→ TASKS TO PERFORM
1. In the liquidity and capital resources section, rewrite the stretch from "Liquidity and Capital" through "held for investment).", substituting "interest earnings" for "interest income".
2. Using the liquidity and capital resources section, explain why financing activities used approximately $8,034,000 during the nine months ended September 30, 2012.
3. Extend the liquidity and capital resources section past its last sentence.

→ TEXT SECTION

----------------------------------------

Liquidity and Capital Resources
The Partnership’s principle source of liquidity is its cash from operations and investments (including interest income, income from the sale of properties held for sale, income from loan payoffs and income from operation of certain properties held for investment).
During the nine months ended September 30, 2012, cash flows provided by operating activities approximated $55,000. Investing activities provided approximately $13,053,000 of net cash during the nine months ended September 30, 2012, as approximately $16,510,000 was received from the full or partial payoff of loans, sale of the industrial building located in Chico, California and the majority of real estate assets in Dation, LLC, as a distribution from 1850 De La Cruz, LLC and from the maturity of certificates of deposit, net of approximately $3,457,000 used for improvements to real estate properties, purchase of equipment and to invest in certificates of deposit. Approximately $8,034,000 was used in financing activities, as $7,200,000 was used to purchase the member interest of PRC in TOTB, approximately $117,000 was used to repay the note payable securing the property within 720 University, LLC and approximately $718,000 was distributed to partners in the form of income distributions (including distributions to noncontrolling interests). The General Partner believes that the Partnership will have sufficient cash flow to sustain operations over the next year.

----------------------------------------

→ MATERIAL SUPPLIED
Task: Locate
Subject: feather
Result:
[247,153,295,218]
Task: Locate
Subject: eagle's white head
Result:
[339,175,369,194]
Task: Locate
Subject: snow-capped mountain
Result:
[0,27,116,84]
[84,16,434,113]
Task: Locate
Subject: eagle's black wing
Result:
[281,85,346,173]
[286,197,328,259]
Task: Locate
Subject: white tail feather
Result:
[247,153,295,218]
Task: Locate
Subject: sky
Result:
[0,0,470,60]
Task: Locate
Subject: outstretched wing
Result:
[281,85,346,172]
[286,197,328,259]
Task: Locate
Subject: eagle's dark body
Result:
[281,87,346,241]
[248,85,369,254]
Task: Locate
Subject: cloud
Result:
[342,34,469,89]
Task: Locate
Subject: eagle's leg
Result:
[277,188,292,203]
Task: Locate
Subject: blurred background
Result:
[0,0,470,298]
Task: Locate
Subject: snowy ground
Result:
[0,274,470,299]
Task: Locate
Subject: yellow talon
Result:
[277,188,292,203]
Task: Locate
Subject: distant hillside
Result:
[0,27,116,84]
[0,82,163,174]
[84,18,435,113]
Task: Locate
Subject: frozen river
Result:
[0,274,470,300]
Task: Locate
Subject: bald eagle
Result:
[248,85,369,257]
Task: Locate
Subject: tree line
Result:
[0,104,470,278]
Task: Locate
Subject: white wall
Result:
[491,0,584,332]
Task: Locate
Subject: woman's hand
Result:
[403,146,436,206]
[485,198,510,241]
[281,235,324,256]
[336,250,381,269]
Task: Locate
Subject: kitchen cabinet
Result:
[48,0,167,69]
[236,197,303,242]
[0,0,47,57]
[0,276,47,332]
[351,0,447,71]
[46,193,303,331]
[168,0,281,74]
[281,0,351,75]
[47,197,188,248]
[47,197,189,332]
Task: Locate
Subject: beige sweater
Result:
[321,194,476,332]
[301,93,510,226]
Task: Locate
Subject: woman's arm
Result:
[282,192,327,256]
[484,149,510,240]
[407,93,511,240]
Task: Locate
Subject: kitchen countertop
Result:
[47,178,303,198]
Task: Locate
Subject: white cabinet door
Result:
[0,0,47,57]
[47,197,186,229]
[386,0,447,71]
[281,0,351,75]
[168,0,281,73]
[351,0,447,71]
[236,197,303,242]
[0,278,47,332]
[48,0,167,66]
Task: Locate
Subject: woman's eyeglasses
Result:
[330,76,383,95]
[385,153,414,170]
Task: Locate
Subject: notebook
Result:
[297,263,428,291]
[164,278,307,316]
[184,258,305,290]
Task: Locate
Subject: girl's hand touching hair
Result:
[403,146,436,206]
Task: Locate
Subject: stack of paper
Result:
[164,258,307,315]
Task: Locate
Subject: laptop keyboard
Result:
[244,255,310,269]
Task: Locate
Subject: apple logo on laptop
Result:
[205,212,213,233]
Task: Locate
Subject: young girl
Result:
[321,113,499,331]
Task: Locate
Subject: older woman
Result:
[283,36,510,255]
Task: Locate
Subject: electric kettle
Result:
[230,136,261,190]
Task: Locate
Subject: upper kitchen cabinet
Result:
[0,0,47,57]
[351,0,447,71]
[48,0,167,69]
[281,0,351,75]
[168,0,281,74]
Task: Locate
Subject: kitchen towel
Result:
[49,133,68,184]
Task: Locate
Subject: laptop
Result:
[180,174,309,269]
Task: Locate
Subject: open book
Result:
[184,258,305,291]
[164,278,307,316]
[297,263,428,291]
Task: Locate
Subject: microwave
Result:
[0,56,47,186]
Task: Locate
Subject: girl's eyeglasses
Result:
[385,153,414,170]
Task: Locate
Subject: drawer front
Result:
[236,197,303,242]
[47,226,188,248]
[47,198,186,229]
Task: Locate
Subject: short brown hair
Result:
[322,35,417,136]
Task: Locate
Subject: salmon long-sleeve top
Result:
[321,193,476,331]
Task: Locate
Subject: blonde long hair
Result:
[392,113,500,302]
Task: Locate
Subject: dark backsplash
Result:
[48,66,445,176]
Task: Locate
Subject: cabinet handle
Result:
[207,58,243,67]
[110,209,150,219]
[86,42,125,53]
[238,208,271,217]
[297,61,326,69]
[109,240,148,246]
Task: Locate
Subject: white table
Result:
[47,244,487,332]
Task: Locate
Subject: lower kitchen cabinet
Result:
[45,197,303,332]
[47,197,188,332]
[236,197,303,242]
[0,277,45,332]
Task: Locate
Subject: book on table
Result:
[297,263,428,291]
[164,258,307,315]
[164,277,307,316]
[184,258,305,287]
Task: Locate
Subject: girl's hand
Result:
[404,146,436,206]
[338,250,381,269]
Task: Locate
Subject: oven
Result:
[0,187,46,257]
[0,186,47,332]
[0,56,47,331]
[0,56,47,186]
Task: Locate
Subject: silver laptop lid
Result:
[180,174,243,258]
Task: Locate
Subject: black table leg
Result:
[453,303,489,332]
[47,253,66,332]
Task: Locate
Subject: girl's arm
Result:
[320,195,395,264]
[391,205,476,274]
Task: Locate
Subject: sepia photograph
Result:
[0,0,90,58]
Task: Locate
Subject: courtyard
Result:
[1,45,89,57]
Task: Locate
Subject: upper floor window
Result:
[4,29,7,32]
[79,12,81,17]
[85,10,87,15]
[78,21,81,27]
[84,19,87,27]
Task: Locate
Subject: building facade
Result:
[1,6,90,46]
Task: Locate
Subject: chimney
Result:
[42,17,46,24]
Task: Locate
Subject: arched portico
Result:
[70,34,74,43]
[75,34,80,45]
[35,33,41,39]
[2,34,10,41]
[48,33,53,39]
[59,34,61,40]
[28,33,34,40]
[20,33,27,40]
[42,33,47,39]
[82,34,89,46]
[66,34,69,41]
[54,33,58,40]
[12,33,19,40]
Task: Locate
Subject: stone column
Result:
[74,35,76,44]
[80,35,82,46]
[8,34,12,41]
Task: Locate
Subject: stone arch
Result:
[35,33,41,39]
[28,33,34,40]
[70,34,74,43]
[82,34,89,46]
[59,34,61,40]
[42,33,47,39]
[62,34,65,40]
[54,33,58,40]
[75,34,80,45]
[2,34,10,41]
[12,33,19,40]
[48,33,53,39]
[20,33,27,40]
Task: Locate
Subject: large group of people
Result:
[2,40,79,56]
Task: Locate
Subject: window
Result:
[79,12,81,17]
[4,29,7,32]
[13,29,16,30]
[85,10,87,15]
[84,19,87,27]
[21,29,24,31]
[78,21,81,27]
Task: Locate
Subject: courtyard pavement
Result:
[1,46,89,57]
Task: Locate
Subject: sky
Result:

----------------------------------------

→ ANSWERS FOR THE TASKS
1.
Liquidity and Capital Resources
The Partnership’s principle source of liquidity is its cash from operations and investments (including interest earnings, income from the sale of properties held for sale, income from loan payoffs and income from operation of certain properties held for investment).

2. Financing activities used approximately $8,034,000 because of three outflows. $7,200,000 went to purchase the member interest of PRC in TOTB, and approximately $117,000 repaid the note payable securing the property within 720 University, LLC. Approximately $718,000 was distributed to partners as income distributions, including distributions to noncontrolling interests.

3.
The Partnership has experienced a significant increase in limited partner capital withdrawal requests since late 2008. As of September 30, 2012, the Partnership has received requests for withdrawal from limited partners holding approximately 108,200,000 units, which represents approximately 38% of all outstanding limited partner units and units representing the Carried Interest and GP Contribution Interest. All scheduled withdrawals from January 1, 2009 through September 30, 2012 were not made because the Partnership has not had sufficient available cash to honor such withdrawal requests, needed to have funds in reserve for operations, to protect the Partnership’s interest in certain delinquent loans and to make needed improvements to real estate properties, and, until its bank line of credit was repaid in December 2010, was restricted from making withdrawals under the terms of the line of credit. When funds become available for distribution from net proceeds, the General Partner is permitted to make a pro rata distribution to all partners of up to 10% of the aggregate capital accounts of all outstanding limited partner units in any calendar year, which would prevent any limited partner withdrawals during the same year. However, there can be no assurance that 10% of the aggregate capital accounts of all outstanding limited partner units will be distributed in any calendar year. No pro rata capital distributions were made during the nine months ended September 30, 2012. In July and October 2011, the Partnership made pro rata capital distributions to all partners totaling approximately $11,588,000, which was approximately 4% of the aggregate capital accounts of all outstanding limited partner units.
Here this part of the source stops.